AIM OF THE TASK: The material below holds a span beginning at the line with "x=377, y=655" and ending at the line with "x=403, y=766". Quote that span exactly, both ends included, and only that span.

[Opening EXCERPTED DATA section]

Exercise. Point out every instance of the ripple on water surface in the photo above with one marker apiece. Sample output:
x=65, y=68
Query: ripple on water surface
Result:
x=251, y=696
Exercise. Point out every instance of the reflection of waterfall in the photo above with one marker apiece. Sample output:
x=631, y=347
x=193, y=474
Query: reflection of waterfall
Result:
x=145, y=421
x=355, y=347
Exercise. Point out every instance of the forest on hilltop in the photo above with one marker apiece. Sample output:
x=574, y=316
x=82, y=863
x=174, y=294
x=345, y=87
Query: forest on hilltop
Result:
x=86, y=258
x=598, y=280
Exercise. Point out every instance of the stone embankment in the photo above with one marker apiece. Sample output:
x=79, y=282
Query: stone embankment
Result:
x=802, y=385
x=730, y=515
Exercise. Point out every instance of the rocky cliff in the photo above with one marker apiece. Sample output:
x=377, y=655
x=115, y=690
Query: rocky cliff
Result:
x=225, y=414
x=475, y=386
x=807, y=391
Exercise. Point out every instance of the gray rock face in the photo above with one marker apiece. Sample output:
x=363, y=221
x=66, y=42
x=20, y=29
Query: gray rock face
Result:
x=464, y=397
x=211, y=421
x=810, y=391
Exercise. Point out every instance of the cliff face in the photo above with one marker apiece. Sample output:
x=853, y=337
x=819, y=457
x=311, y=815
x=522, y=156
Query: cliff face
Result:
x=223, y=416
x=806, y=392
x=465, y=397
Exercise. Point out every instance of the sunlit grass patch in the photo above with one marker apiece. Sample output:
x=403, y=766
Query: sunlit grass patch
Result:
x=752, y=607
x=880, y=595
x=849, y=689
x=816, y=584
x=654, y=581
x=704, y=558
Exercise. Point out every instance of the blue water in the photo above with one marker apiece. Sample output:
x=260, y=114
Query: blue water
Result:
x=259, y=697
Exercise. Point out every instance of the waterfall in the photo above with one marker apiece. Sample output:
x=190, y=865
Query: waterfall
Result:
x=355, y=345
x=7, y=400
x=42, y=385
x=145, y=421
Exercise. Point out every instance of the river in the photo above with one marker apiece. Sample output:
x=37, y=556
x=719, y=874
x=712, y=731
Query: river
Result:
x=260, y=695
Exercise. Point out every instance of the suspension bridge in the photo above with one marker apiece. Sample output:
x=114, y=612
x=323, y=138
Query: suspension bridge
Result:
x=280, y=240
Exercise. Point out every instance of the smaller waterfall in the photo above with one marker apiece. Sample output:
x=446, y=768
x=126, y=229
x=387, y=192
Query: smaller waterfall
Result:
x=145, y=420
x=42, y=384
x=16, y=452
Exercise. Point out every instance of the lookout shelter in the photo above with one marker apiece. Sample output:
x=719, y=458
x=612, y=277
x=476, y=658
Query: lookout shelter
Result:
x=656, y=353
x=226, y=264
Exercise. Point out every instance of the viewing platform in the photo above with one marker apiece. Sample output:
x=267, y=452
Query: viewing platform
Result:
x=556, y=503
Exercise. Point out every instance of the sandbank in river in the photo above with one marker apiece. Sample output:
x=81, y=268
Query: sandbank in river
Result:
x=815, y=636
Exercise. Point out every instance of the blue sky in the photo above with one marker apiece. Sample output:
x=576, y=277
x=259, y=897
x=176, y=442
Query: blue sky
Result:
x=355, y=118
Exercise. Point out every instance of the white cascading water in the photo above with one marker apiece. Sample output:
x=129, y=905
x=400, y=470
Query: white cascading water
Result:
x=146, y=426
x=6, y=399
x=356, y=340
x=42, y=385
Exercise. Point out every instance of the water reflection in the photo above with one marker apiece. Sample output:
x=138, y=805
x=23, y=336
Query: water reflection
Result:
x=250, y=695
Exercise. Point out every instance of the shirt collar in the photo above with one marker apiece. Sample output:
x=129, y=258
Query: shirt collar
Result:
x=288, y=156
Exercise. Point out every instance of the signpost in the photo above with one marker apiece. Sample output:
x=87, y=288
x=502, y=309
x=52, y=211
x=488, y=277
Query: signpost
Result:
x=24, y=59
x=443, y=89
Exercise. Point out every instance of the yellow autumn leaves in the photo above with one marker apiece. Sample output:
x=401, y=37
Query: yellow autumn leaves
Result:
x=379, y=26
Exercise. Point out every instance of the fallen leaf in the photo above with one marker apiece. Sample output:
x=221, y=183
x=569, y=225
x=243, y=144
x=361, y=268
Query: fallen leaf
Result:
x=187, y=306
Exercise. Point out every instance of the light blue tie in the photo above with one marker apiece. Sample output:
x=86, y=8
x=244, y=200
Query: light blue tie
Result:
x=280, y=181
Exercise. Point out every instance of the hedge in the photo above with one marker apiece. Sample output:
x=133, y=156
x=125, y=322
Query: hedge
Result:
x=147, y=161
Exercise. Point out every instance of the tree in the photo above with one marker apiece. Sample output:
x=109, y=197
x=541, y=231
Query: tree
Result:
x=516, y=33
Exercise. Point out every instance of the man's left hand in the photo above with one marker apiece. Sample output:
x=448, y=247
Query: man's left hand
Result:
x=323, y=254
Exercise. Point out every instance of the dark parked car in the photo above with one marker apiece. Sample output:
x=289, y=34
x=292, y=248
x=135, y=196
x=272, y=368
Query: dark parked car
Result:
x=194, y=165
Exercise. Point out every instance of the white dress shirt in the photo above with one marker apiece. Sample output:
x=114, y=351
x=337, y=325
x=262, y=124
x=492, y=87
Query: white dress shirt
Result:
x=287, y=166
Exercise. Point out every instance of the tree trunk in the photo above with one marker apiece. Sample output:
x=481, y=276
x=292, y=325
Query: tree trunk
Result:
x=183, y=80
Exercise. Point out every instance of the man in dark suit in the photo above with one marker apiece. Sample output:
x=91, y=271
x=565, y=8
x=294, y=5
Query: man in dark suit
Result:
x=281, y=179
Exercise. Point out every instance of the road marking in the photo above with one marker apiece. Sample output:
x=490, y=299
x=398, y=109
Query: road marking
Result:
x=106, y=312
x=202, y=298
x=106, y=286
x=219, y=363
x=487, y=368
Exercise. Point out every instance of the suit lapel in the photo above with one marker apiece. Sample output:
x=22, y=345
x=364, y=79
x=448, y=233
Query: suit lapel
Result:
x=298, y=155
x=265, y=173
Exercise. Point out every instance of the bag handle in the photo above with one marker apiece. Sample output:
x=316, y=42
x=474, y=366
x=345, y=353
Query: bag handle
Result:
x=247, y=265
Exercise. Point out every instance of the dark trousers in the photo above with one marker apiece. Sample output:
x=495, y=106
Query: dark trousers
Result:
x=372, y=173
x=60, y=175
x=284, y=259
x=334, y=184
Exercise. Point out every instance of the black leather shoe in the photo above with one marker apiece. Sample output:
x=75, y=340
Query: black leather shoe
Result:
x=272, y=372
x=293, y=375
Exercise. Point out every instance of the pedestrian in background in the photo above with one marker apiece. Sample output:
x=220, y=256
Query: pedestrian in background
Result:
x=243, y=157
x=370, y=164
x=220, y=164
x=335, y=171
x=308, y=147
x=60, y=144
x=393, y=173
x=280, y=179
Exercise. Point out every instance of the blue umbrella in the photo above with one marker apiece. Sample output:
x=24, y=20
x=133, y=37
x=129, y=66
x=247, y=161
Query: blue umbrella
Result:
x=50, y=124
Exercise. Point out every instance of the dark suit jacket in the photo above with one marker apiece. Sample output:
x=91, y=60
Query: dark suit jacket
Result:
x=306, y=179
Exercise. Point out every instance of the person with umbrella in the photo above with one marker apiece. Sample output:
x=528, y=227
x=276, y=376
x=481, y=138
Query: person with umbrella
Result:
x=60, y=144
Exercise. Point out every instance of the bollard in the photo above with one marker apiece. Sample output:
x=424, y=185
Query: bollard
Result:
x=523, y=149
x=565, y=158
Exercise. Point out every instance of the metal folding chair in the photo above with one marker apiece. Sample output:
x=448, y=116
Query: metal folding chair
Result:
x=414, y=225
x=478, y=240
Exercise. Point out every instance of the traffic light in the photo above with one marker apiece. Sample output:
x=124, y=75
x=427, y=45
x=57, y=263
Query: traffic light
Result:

[Closing EXCERPTED DATA section]

ANSWER BOX:
x=377, y=655
x=115, y=690
Query: rocky cliff
Result:
x=225, y=414
x=475, y=386
x=807, y=391
Exercise. Point out every instance of the gray rock face in the photo above with one marker apiece. Sample output:
x=363, y=221
x=66, y=42
x=20, y=29
Query: gray rock face
Result:
x=464, y=397
x=211, y=421
x=810, y=391
Exercise. Point out every instance of the cliff face in the photo above with one marker apiece. Sample output:
x=853, y=337
x=819, y=457
x=311, y=815
x=522, y=156
Query: cliff face
Result:
x=223, y=416
x=806, y=392
x=465, y=397
Exercise. Point out every instance of the sunlit grass patch in the photo above with one marker apiece. Sample output:
x=403, y=766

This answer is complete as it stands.